*AVAILABLE DATA*:

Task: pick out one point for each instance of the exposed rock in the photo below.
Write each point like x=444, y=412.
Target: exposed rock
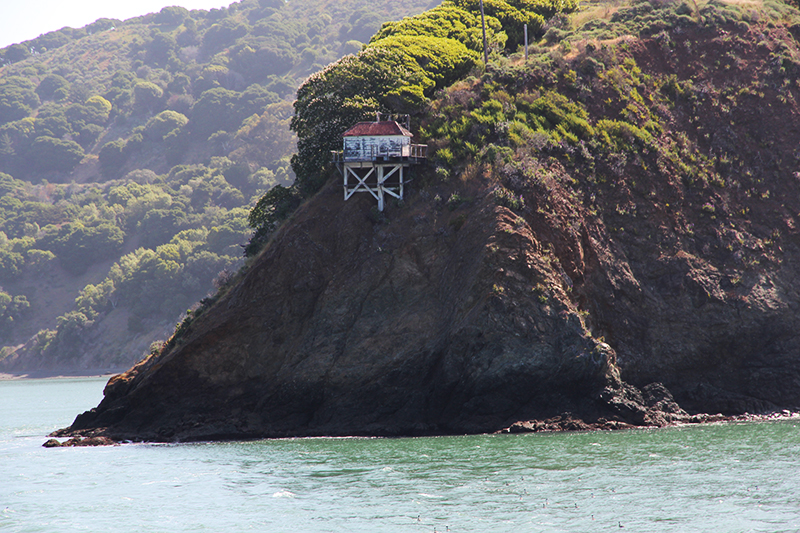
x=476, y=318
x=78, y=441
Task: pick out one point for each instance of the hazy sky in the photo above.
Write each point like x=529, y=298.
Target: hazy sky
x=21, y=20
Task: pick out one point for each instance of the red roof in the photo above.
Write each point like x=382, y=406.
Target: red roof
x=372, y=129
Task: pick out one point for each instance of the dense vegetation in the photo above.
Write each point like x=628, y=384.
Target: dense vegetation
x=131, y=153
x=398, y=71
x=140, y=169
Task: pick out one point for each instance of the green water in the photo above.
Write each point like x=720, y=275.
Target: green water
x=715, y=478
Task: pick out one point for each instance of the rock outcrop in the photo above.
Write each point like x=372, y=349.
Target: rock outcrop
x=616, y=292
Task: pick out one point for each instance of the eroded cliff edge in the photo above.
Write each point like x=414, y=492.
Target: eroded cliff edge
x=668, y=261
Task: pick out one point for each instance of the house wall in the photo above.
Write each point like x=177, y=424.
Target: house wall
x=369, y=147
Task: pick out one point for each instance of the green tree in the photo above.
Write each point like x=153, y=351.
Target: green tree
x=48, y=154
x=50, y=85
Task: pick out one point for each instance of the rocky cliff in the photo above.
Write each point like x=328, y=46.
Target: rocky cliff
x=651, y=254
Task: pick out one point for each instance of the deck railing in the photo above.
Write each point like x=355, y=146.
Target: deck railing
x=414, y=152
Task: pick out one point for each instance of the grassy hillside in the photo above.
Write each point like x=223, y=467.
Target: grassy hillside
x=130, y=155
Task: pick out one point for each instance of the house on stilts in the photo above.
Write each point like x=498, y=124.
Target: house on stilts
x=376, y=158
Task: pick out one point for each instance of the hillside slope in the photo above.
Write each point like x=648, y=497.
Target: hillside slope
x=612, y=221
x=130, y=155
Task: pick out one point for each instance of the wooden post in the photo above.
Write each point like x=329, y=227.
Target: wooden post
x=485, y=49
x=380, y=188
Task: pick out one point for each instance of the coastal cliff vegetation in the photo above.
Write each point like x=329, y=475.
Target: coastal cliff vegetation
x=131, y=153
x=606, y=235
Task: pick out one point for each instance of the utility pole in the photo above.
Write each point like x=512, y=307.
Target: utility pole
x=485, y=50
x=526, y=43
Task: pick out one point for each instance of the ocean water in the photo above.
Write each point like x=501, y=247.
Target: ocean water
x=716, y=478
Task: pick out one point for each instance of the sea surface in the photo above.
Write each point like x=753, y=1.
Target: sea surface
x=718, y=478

*PROBLEM REQUIREMENTS*:
Please pull out every line of the items above, unchanged, and leave the picture out.

*RESPONSE*:
Task: pick out one point for each instance of the exposed rock in the photo below.
Write each point like x=444, y=412.
Target: exposed rock
x=476, y=318
x=78, y=441
Task: pick out one point for each instance of the hazy sky in the photo above.
Write each point like x=529, y=298.
Target: hazy sky
x=21, y=20
Task: pick out one point for each instance of the red roof in the photo above.
Write each point like x=382, y=406.
Target: red roof
x=372, y=129
Task: pick out one point for each instance of the dense vegetation in the photo above.
Write each point like x=628, y=384.
Target: dense vegetation
x=131, y=153
x=398, y=71
x=140, y=169
Task: pick out one point for each instance of the green water in the photo above.
Write each point like x=720, y=275.
Target: green water
x=715, y=478
Task: pick out one point for each instance of the rock outcrop in the photo above.
Write each point like x=372, y=349.
Target: rock outcrop
x=616, y=292
Task: pick out one point for each instance of the eroded cliff edge in the photo above.
Write each point like x=414, y=492.
Target: eroded cliff edge
x=668, y=261
Task: pick out one point for each instance of the house wall in the photo above.
Write each point like x=177, y=424.
Target: house wall
x=369, y=147
Task: pick out one point for each instance of the green tree in the photo above.
Write each point like x=153, y=351.
Target: green tree
x=48, y=154
x=50, y=85
Task: pick out one point for each instance of the rocky cliff in the photo above.
Write each point like x=328, y=46.
Target: rocky cliff
x=651, y=254
Task: pick out one point for each instance of the deck railing in the photo above.
Write each point like x=355, y=146.
Target: deck railing
x=414, y=152
Task: pick out one point for each instance of the grassy hillside in the photo above.
Write each point like x=223, y=467.
Target: grassy hillside
x=130, y=155
Task: pick out one point for each instance of the house on stilts in the photo above.
Write each point like x=498, y=124.
Target: house on stilts
x=376, y=158
Task: pick out one point for each instance of the hillside slope in the photo above.
Write each point like x=648, y=497.
Target: hillside slope
x=612, y=221
x=130, y=155
Task: pick out one point for each instance of the wooden post in the photo above.
Write each point like x=329, y=227.
Target: wooden post
x=485, y=49
x=380, y=188
Task: pick out one point for each instance of the coastal cliff vegetation in the photo above.
Write each point like x=329, y=475.
Target: coastal cliff vegetation
x=131, y=153
x=606, y=235
Task: pick out one point for each instance of the utility pole in the photo above.
Write each point like x=512, y=307.
Target: utility pole
x=485, y=50
x=526, y=43
Task: pick out one point for each instance of the ocean water in the photo above.
Write each point like x=501, y=247.
Target: ocean water
x=716, y=478
Task: pick out one point for each instance of the sea surface in the photo above.
Write each point like x=753, y=1.
Target: sea surface
x=718, y=478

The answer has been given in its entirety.